((

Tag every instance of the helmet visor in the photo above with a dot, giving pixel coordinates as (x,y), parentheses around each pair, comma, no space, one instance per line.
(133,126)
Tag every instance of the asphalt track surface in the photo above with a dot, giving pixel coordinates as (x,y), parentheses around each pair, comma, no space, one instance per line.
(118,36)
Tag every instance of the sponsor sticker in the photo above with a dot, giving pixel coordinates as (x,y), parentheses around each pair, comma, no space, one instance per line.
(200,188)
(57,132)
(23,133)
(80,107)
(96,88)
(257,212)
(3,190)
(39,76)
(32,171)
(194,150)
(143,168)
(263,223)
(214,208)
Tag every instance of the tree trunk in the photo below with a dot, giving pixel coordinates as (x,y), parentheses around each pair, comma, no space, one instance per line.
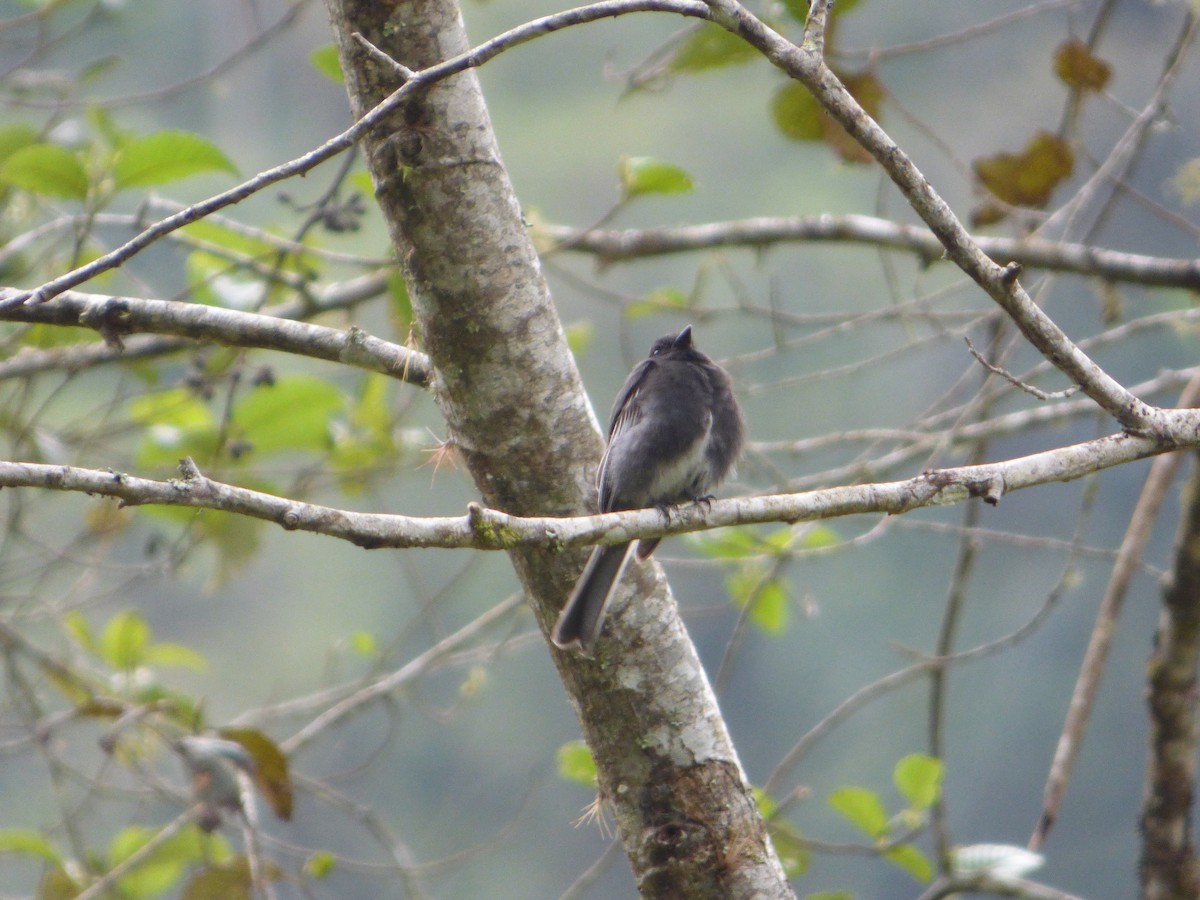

))

GIVEN EXERCISE ::
Write out the listing above again, exactly, but with no pictures in the copy.

RESPONSE TO THIS EXERCISE ::
Tag every instance of the helmet visor in the photo above with a dot, giving pixel coordinates as (x,y), parentheses around each pair, comma, no space, one instance per line.
(133,126)
Tag every instance of the asphalt track surface in the photo above with a dot, giving pixel coordinates as (x,y), parentheses around each pair, comma, no space, one instance per line.
(118,36)
Tag every instance of the sponsor sticker in the photo above with a dot, giving pixel coordinates as (x,y), parentheses around each pair, comma, no space, one instance per line.
(200,188)
(57,132)
(23,133)
(80,107)
(96,88)
(257,212)
(3,190)
(39,76)
(32,171)
(194,150)
(143,168)
(263,223)
(214,208)
Tag every instance of the tree trunk in the photo below with a dot, giving pixel coordinates as (x,y), parentheses around each pair, comma, no space, one instance per line.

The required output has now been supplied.